SHORT PROBLEM: Please reproduce the whole listing below word for word, leaving out the pictures.

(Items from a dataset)
——————

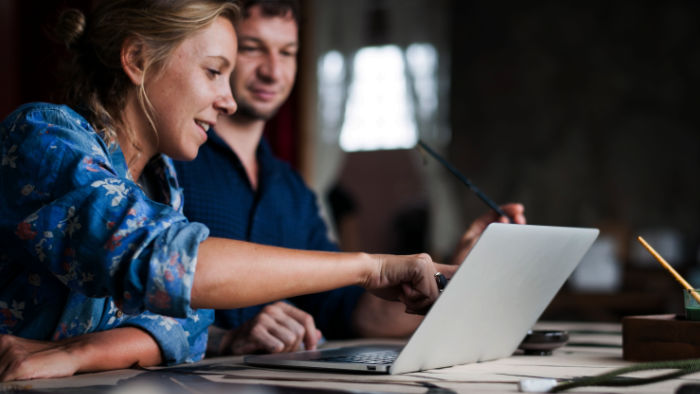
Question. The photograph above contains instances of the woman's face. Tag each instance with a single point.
(193, 89)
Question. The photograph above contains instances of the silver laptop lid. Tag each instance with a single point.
(496, 296)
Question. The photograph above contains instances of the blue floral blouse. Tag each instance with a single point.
(82, 248)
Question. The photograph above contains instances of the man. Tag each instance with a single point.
(240, 190)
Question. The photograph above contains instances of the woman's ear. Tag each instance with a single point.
(132, 59)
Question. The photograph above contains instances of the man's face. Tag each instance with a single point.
(266, 63)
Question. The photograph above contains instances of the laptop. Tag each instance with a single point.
(487, 308)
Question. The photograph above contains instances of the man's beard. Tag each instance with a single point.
(247, 111)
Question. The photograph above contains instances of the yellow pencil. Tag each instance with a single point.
(670, 269)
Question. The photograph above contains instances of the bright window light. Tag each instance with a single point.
(379, 112)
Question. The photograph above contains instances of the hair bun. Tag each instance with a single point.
(70, 26)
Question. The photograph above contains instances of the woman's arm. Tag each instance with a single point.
(232, 274)
(22, 359)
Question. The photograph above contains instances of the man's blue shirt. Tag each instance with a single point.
(281, 212)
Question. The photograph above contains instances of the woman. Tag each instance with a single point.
(91, 232)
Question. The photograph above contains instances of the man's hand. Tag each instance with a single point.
(468, 240)
(279, 327)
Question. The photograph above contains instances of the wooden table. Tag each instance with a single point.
(592, 349)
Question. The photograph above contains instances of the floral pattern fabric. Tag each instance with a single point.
(82, 248)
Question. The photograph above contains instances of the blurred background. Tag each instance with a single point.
(586, 112)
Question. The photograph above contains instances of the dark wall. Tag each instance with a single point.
(587, 111)
(30, 70)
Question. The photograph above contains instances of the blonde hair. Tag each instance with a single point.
(98, 86)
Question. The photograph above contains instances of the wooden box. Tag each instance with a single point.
(660, 337)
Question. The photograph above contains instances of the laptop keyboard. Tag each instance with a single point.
(380, 357)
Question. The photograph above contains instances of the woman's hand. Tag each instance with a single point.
(409, 279)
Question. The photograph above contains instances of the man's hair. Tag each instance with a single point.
(273, 8)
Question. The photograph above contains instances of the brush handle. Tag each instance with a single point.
(670, 269)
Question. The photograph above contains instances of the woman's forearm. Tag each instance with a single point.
(232, 274)
(117, 348)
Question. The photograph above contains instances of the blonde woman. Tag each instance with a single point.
(92, 237)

——————

REPLY:
Question. The photograph above contains instances of the woman's face. Tag each instance with a single point.
(193, 89)
Question. The photograph above contains instances of the silver laptop lid. Tag each instance with a single point.
(496, 296)
Question. The photograph above contains instances of the blue floral blouse. Tag each instance with a single point.
(82, 248)
Question. The photograph above contains instances of the man. Tag each instance with a single point.
(240, 190)
Question. The photograph above contains instances of the woman's ear. Tag each instance with a single point.
(132, 59)
Question. The photograph above contains instances of the man's face. Tag each instance with a single point.
(266, 63)
Question. The photograph above contains instances of the laptop. Tag each instance with a single point.
(487, 308)
Question. The photograph above contains instances of the man's beard. Tag each instance with a single point.
(247, 111)
Question. The photograph above contains instances of the yellow pencil. Tag each instance with a single point.
(670, 269)
Question. The photograph above contains instances of the bright window light. Tag each instance with a single point.
(379, 112)
Question. The photograph above contains instances of the hair bun. Tag each instance with a single point.
(70, 26)
Question. The photograph above contains instances of the woman's arm. Tag each instance with a single point.
(232, 274)
(22, 359)
Question. The photograph above contains instances of the man's blue shirt. Tag each instance with a single point.
(281, 212)
Question. The photograph above contains instances of the woman. Tag each instance with a single point.
(91, 232)
Question. The photograph above contains instances of the man's hand. Tag each instance with a single point.
(468, 240)
(279, 327)
Question. The photograph above contains instances of the wooden table. Tag each instance with a single point.
(592, 349)
Question. The photograph above contains instances of the floral pattern fabric. Tag each instance with a single point.
(82, 248)
Question. The photograph above contains instances of the blurred background. Tag each instance with a single point.
(586, 112)
Question. The photograph above contains instances of the dark wall. Tag each instance with a single point.
(587, 111)
(30, 70)
Question. The photograph above contains instances of the blonde hair. Tag each instance with a single point.
(98, 86)
Question. The photograph above contains instances of the wooden box. Tag each instance with a single point.
(660, 337)
Question. The photograph above contains instances of the laptop keyboard. Tag each instance with a single point.
(380, 357)
Question. The photograph above contains instances of the woman's hand. Tag each instance with a single point.
(409, 279)
Question. The photograph above contains instances of the man's hair. Tag each instance with a single point.
(273, 8)
Question. The photograph above contains instances of the brush handle. Tag each instance with a single point.
(670, 269)
Question. The photograph above contains instances of the woman's forearm. Tag each instance with a single point.
(232, 274)
(117, 348)
Question. The photograph above contains instances of the blonde woman. Tag each instance with a single point.
(92, 237)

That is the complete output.